TEXTO DE LEITURA:
..........
JOSÉ LÚCIO LIMA MACHADO

Por mais que se tente explicar, ninguém consegue entender. Por meio da resolução nº 2.444, publicada duas semanas depois do crash, o Conselho Monetário Nacional reduziu drasticamente os recursos do FGTS que estavam destinados para a área de saneamento básico.
De uma previsão inicial de R$ 2 bilhões, que seriam repassados em 1997 pela Caixa Econômica Federal, sobraram apenas R$ 319 milhões. Montante que, a rigor, só será suficiente para atender as necessidades de financiamento de 4 Estados dos 26 existentes no país, além do Distrito Federal.
A justificativa não poderia ser menos convincente. De acordo com as autoridades de Brasília, a medida está inserida no contexto do pacote econômico estabelecido pelo governo para conter os gastos públicos e aumentar as receitas fiscais.
Argumento razoável para quem não conhece os mecanismos da economia brasileira. É de domínio público que os recursos do FGTS não fazem parte do Tesouro, muito menos do Orçamento da União.
As verbas do FGTS sempre existiram para ser empregadas prioritariamente nas áreas de habitação e de obras de saneamento básico. Portanto, não poderiam ser contabilizadas para fins macroeconômicos, como arma para equilibrar a balança comercial e o déficit público.
A menos que esses recursos já estivessem comprometidos para outros fins -o que parece uma improbidade totalmente remota, não compatível com a imagem de seriedade e lisura do atual governo federal.
O mais surpreendente é tentar compreender as duas faces do governo. As mesmas autoridades que criam o contingenciamento dos recursos do FGTS para o setor de saneamento público, por meio de uma resolução, estão oferecendo, via BNDES, financiamentos para as empresas privadas que queiram ingressar na área. Em sua quase total maioria, sem a menor tradição e experiência na área de saneamento básico.
Existe, porém, outro aspecto ainda pouco esclarecido. Trata-se do não-cumprimento das normas que regem a utilização do FGTS. Pelas diretrizes ainda vigentes, a destinação dos recursos deve ser discutida e aprovada por um conselho curador, de caráter tripartite, formado por representantes do governo, dos trabalhadores e das empresas.
Ao que tudo indica, a decisão do CMN foi unilateral, atendendo aos interesses do governo, que momentaneamente parece esquecer o valor social do saneamento básico.
..........
ATIVIDADE 1: No texto sobre os recursos do FGTS para saneamento, quanto sobrou da previsão inicial de R$ 2 bilhões para 1997?
ATIVIDADE 2: Prossiga o texto sobre os recursos do FGTS para saneamento a partir da última frase apresentada.

LINHAS APRESENTADAS:
..........
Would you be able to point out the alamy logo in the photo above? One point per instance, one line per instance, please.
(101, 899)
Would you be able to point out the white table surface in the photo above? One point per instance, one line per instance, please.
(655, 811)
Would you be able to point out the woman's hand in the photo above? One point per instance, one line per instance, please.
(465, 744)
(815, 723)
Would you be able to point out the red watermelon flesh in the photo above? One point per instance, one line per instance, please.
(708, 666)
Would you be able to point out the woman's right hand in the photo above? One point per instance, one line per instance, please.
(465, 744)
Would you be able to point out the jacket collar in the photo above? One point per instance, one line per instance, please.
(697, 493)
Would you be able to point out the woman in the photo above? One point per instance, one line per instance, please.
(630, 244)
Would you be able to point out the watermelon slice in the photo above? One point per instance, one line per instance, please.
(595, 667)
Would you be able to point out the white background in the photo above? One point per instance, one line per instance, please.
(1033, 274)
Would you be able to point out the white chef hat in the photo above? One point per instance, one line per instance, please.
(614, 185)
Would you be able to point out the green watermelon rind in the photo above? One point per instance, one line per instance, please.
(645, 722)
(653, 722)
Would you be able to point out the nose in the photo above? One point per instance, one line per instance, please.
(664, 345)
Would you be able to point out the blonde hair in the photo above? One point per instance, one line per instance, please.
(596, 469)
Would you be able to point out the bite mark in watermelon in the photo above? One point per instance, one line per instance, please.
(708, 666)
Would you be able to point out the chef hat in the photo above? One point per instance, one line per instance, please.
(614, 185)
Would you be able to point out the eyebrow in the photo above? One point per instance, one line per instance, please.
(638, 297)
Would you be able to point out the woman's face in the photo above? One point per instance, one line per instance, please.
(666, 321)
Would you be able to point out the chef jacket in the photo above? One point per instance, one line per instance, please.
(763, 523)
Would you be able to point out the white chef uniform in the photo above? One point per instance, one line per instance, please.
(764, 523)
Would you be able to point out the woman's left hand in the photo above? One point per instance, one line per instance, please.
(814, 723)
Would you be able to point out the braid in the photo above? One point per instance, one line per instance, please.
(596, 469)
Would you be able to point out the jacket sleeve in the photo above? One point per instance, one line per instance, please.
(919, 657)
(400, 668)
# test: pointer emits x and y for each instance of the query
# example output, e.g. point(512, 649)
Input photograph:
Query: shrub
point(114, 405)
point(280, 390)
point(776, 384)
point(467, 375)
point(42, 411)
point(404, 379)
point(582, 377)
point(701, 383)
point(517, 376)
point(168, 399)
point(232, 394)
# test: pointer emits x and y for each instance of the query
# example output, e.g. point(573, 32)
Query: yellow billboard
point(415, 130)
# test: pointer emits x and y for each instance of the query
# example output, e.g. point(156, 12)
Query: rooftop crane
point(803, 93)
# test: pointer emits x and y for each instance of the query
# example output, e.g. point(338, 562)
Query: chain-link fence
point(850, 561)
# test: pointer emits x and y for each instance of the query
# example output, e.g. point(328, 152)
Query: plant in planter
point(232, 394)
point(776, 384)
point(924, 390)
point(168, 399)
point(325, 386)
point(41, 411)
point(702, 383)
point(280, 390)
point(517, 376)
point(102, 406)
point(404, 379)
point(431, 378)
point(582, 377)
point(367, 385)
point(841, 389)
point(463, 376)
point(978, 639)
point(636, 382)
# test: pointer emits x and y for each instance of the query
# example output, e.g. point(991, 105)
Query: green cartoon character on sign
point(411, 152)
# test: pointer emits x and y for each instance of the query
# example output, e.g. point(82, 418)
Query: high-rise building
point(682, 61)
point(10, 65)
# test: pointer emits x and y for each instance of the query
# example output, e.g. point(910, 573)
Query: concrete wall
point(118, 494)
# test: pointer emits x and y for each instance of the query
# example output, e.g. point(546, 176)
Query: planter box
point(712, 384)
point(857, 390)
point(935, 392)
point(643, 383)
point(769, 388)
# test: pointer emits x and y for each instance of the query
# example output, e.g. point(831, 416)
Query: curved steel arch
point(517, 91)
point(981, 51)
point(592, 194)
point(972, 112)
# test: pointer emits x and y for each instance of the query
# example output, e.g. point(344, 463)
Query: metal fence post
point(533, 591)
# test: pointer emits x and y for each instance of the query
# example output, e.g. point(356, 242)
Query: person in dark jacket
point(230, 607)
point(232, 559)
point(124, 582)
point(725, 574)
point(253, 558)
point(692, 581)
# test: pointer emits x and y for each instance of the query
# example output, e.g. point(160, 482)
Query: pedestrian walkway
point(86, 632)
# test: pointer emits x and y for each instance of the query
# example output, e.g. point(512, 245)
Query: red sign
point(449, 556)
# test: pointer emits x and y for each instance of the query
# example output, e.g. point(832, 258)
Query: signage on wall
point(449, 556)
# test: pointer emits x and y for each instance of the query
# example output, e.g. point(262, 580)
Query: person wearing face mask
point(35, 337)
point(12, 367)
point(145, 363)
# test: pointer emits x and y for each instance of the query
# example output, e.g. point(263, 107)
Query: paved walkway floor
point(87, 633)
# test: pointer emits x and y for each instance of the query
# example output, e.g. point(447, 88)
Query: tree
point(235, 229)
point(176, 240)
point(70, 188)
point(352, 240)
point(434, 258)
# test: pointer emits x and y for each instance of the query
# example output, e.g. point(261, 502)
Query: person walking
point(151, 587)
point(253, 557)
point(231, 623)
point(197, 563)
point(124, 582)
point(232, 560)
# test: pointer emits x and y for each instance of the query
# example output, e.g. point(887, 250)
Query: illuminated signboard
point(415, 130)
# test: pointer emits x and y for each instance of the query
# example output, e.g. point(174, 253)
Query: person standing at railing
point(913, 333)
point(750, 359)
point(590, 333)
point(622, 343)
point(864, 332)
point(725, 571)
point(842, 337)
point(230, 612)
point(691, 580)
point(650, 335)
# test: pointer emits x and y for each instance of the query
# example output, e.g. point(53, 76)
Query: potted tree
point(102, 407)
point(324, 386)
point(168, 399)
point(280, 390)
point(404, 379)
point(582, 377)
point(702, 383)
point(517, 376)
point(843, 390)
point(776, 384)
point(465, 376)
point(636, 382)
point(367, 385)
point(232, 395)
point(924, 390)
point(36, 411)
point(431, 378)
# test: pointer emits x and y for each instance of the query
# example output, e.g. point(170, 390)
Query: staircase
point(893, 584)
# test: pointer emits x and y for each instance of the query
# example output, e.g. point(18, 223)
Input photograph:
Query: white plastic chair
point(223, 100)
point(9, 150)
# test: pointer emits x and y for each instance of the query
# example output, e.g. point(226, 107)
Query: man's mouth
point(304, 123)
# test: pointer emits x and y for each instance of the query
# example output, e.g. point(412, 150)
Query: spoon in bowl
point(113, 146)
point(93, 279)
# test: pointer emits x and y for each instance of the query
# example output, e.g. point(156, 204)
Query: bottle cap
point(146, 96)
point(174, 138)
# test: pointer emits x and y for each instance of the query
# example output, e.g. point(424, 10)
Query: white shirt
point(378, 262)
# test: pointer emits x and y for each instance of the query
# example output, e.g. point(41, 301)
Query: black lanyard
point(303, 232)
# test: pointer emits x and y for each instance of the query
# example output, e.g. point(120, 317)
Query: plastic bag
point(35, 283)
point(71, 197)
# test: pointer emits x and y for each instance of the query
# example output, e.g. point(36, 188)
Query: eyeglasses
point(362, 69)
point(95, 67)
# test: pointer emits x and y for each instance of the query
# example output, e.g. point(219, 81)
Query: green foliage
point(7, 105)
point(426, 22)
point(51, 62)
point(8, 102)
..........
RESPOSTA ESPERADA 1: Sobraram apenas R$ 319 milhões.

RESPOSTA ESPERADA 2:
A sociedade sabe, por exemplo, que financiamento para o saneamento básico significa obras, trabalho, empregos, melhoria da qualidade de vida da população, benefícios para a saúde pública e desenvolvimento. Em muitos casos, em regiões onde a carência de sistemas eficientes de abastecimento de água e de coleta e tratamento de esgotos representa evasão dos setores produtivos, sejam industriais, comerciais ou agrícolas.
Agora, resta explicar também para a sociedade que as obras iniciadas ou em licitação com recursos previstos no FGTS deverão ser paralisadas e, portanto, gerar desemprego. Como o governo justificará que o destino dos recursos que as empresas recolhem em nome dos trabalhadores foi decidido sem o consentimento e aprovação das demais partes interessadas?
Ou melhor, o que dizer diante do fato de o governo ter cortado os financiamentos para o saneamento básico exatamente em 1997, eleito como o ano da saúde no Brasil, justamente quando se sabe que não se pode falar em saúde pública sem avaliar a eficiência do saneamento básico?
É difícil acompanhar a lógica do governo. Principalmente, em face dos estudos referendados pela Organização Mundial da Saúde que dão conta de que as doenças de veiculação hídrica, como a diarréia, são responsáveis pela maior parte das internações hospitalares e da mortalidade infantil.
Não perceber a importância de contar com um saneamento básico mais eficiente nem as razões que levaram as administrações federais anteriores a vincular os financiamentos do setor aos recursos de cunho social gerados é o que não dá para explicar.